### [REQUIRED WORK]
The text below describes porting an SPSC queue algorithm to Java. List each change it says was made to the original code apart from the port itself.

[start TEXT TO READ]

Looking at the Implementation

So I've been playing with SPSC queues for a while and recently wrote a post covering both the FastFlow queue and the use of sparse data to eliminate the near empty thrashing issue described above. I was curious to see a new algorithm so ported the algorithm from the paper to Java. Note the scary Unsafe use is in order to introduce the required memory barriers (not NOOPs!). Here is what the new algo brings to the table when written on top of my already existing SPSC queues code (code here):

Changes I made to original (beyond porting to Java):
  • Renamed tail/head to be in line with my previous implementations.
  • Renamed the batch constants according to their use.
  • Left the modulo on capacity to the offset calculation and let the counters grow as per my previous implementations (helped me eliminate a bug in the original code).
In a way it's a mix of the FastFlow(thread local use of counters, null check the buffer to verify offer/poll availability) and the MC/Mr.T solutions(use a cached look ahead index value we know to be available a write/read up to that value with no further checks), which I like (yay cross pollination/mongrels... if you are into any variation on racial purity try having children with your cousins and let me know how it went). The big difference lies in the way near empty/full condition are handled. Here's a few points on the algorithm:
  • The cached batchHead/Tail are used to eliminate some of the offer/poll need to null compare we have in FFBuffer. Instead of reading the tail/head every time we probe ahead on the queue. This counts on the null/not-null regions of the queue being continuous:
    • For the producer, if the entry N steps ahead of TAIL (as long as N is less than capacity) is null we can assume all entries up to that entry are also null (lines 4-11). 
    • Similarly we probe ahead as we approach the near empty state, but here we are looking for a not null entry. Given that the not null region is continuous, we probe into the queue ahead of the HEAD, if the entry is null then we have overshot the TAIL. If it is not null we can safely read up to that point with no further check.
  • The BQueue offers us a variation on the above mentioned temporal slip that involves the consumer doing a binary search for a successful probe until it hits the next batch size or declares the queue empty (lines 40 - 49). This is triggered every time the consumer needs to re-calculate the batchHead value having exhausted the known available slots.
  • Every poll probe failure is followed by a spinning wait (line 55-59).

[end TEXT TO READ]
[start GIVEN RECORDS]

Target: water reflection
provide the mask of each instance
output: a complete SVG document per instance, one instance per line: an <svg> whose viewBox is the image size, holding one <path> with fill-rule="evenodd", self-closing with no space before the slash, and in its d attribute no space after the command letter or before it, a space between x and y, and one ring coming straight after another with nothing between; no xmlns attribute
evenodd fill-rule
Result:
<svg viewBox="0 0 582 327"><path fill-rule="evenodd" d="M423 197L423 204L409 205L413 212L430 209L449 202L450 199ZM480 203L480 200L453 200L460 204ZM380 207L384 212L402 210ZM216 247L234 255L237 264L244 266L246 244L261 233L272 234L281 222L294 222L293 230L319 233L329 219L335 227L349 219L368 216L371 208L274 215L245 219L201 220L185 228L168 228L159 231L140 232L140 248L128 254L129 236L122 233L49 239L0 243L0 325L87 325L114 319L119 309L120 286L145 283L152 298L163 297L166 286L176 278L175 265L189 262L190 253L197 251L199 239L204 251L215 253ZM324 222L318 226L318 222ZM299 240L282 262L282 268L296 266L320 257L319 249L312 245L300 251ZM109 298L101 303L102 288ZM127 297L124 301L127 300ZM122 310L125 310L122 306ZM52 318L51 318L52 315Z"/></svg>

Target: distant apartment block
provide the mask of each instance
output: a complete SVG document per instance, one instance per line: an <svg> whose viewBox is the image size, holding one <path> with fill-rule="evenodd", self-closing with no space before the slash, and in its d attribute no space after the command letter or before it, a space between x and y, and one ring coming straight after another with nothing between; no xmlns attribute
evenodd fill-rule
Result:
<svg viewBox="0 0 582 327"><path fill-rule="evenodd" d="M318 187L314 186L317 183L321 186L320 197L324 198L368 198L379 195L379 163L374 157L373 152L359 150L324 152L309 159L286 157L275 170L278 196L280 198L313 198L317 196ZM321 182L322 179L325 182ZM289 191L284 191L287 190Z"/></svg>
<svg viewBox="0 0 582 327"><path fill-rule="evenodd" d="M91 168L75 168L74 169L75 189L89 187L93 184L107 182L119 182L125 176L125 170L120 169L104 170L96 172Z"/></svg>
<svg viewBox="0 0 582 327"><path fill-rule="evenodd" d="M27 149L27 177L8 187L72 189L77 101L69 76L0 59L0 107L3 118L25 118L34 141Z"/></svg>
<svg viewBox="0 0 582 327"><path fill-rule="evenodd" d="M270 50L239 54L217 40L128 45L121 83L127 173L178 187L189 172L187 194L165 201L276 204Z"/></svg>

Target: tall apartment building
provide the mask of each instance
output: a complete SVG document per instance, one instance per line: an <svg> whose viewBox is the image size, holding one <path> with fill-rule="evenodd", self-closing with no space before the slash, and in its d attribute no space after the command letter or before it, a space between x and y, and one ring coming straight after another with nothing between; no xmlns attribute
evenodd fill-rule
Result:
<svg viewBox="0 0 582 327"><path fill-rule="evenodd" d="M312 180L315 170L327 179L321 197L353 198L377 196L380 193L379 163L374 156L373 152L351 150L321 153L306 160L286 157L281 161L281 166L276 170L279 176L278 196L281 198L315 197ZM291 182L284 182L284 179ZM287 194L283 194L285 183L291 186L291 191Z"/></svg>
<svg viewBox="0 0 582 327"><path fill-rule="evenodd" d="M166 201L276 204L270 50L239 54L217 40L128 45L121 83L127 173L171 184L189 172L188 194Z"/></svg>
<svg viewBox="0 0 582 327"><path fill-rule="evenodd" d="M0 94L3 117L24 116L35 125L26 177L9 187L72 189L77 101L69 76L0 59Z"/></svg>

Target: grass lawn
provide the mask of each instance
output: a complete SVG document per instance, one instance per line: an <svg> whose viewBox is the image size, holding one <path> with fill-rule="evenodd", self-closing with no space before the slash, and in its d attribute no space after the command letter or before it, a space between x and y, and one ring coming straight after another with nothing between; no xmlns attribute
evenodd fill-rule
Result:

[end GIVEN RECORDS]

### [COMPLETED EXERCISE]
- Renamed tail/head to be in line with the previous implementations.
- Renamed the batch constants according to their use.
- Left the modulo on capacity to the offset calculation and let the counters grow as in the previous implementations.